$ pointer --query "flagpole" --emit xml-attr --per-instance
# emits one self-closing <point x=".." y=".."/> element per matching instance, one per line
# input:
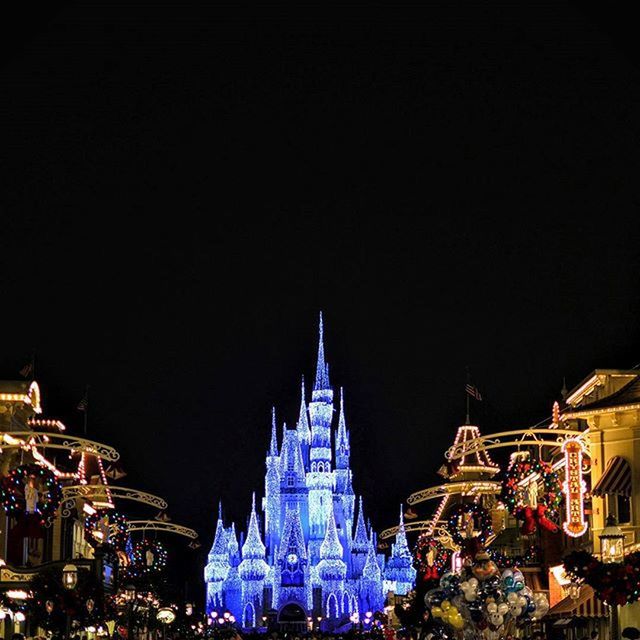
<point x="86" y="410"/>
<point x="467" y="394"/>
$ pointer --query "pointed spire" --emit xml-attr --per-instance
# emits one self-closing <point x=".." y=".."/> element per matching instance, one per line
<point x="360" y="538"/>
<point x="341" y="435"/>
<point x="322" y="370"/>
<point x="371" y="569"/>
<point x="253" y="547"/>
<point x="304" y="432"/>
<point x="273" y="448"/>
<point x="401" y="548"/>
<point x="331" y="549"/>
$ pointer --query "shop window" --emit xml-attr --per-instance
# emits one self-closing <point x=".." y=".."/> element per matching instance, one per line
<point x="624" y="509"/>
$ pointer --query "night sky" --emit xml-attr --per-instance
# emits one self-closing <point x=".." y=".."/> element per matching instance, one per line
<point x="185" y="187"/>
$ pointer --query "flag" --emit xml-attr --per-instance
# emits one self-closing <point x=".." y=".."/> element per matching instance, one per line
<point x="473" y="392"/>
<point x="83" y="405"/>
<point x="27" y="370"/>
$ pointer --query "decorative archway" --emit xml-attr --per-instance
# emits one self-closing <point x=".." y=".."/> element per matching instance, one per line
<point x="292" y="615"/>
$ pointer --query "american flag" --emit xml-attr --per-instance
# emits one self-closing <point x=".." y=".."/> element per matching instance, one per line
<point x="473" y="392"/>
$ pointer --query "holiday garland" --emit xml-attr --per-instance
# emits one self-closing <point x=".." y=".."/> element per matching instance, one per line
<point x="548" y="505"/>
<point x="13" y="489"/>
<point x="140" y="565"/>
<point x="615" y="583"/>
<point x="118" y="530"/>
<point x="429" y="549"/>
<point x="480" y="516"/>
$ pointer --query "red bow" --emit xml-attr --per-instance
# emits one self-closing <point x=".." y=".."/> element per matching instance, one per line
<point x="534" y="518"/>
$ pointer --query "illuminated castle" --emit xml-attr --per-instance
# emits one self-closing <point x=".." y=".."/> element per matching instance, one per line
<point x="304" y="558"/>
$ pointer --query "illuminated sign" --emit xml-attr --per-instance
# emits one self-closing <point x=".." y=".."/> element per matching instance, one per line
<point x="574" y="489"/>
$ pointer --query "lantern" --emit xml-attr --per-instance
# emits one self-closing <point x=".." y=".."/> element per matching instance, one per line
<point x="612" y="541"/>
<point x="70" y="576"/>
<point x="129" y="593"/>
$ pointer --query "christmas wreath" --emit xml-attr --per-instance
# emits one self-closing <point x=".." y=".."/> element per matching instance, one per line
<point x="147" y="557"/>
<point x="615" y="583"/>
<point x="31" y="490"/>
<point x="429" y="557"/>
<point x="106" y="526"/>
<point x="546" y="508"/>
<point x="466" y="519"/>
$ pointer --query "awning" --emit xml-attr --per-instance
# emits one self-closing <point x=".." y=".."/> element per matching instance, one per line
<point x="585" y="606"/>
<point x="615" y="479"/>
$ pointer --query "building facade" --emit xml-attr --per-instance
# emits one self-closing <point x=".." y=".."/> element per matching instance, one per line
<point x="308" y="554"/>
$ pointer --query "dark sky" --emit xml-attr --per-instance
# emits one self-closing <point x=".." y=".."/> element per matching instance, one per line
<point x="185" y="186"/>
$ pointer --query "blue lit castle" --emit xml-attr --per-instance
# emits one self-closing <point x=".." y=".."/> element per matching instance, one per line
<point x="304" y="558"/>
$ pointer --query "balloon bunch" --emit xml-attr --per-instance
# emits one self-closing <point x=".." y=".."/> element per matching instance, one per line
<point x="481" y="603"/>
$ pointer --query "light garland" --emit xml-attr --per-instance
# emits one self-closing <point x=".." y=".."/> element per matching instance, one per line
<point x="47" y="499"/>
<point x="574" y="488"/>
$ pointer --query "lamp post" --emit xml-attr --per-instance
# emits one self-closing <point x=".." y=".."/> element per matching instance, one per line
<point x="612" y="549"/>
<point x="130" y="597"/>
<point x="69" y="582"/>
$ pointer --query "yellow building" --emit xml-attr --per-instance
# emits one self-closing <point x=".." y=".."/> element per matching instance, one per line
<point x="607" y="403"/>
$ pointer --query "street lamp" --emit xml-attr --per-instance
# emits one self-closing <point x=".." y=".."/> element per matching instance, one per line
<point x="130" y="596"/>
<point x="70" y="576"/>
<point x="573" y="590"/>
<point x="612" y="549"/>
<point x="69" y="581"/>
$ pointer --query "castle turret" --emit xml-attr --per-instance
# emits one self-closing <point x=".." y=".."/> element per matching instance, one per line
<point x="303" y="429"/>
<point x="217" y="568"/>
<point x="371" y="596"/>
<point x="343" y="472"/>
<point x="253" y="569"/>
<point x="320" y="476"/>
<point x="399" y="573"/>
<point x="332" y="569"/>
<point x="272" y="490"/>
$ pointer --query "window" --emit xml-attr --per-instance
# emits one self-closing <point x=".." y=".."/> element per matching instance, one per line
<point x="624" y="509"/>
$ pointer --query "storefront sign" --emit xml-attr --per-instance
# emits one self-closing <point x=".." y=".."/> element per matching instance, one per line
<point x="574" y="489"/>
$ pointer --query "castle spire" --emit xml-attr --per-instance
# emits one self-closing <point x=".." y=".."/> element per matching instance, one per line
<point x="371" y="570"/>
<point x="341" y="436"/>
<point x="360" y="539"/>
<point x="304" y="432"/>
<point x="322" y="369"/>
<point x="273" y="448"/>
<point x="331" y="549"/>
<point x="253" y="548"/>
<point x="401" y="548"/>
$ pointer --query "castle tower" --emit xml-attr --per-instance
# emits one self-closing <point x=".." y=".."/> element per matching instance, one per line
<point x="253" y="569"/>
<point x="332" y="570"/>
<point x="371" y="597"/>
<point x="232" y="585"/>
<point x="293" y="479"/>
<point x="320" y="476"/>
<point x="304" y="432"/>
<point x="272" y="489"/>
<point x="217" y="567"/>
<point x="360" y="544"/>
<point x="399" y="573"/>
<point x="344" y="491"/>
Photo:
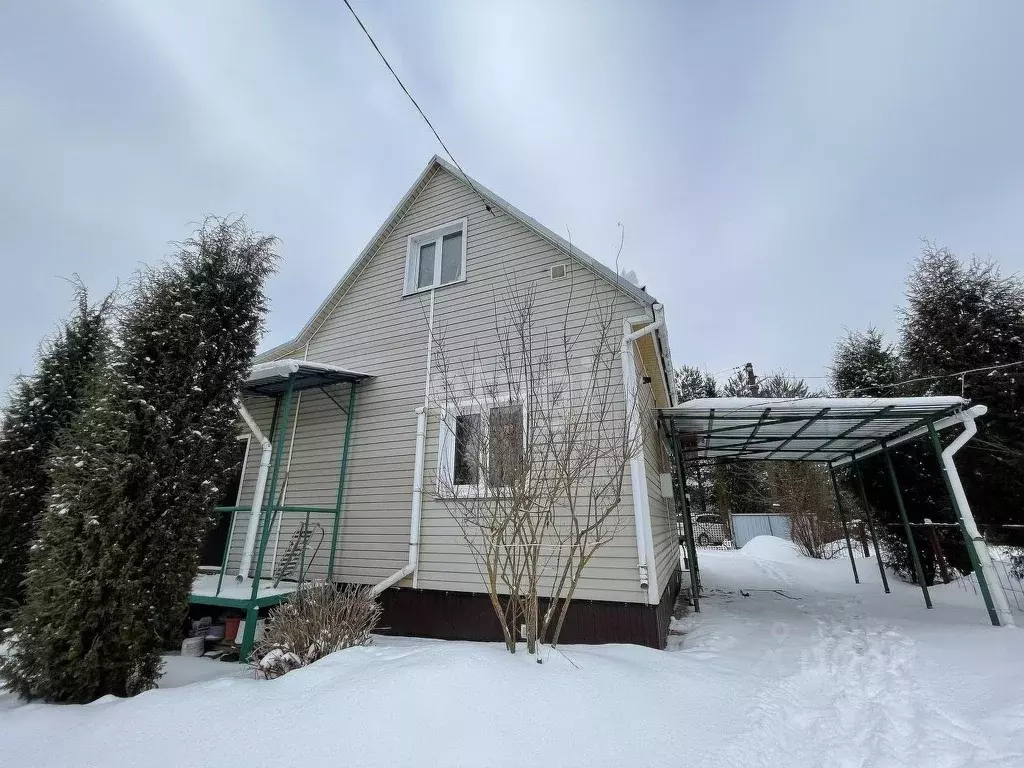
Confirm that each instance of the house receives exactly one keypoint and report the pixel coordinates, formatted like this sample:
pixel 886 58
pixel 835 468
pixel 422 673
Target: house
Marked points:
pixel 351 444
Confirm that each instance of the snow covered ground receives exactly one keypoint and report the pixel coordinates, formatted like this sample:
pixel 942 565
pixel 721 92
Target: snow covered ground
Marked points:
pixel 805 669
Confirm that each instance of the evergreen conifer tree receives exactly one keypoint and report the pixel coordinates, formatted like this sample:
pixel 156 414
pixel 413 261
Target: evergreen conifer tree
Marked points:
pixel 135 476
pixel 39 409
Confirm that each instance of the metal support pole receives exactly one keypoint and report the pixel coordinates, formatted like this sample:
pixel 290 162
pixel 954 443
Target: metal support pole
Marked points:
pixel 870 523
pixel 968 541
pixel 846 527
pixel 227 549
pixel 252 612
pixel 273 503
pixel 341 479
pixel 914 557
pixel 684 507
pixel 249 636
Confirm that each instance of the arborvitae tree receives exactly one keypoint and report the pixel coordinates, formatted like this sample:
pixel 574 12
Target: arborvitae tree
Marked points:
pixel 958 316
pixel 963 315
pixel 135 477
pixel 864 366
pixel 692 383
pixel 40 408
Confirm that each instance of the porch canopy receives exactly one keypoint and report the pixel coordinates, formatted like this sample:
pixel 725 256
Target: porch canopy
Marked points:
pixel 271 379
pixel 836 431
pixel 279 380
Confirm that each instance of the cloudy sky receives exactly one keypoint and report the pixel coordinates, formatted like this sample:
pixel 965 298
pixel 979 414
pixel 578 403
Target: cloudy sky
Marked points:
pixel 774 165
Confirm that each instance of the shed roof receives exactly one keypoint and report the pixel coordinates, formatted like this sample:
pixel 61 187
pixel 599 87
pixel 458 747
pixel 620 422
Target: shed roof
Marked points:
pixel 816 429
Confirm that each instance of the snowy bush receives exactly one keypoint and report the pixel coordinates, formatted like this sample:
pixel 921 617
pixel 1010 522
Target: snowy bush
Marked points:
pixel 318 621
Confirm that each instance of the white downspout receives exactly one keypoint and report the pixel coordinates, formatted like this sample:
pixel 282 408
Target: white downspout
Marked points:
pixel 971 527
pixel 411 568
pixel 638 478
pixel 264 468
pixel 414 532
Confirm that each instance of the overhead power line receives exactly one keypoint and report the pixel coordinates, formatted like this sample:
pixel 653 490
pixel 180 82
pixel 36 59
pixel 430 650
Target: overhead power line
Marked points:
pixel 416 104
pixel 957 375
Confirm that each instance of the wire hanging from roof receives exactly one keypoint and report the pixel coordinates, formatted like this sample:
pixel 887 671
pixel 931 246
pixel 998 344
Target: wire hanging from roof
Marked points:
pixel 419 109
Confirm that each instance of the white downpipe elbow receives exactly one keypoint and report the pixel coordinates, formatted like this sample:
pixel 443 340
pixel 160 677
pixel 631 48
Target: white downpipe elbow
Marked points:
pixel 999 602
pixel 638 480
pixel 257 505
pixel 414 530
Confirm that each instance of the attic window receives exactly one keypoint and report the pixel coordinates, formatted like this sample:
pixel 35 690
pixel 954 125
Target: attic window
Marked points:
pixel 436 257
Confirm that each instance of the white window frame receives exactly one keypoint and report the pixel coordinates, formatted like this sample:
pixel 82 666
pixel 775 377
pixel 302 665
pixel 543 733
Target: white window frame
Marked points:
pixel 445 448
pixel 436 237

+---+

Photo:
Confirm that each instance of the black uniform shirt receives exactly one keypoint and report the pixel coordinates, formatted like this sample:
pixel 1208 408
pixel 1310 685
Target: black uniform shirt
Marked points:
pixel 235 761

+---+

● **The problem**
Read the material above and copy out each line holding "downpipe".

● **Response area**
Confirm that each instance of the white downpipe elbow receives exactly one keypoint and report the pixel coordinates, formatted like this sample:
Target: white downpipe elbow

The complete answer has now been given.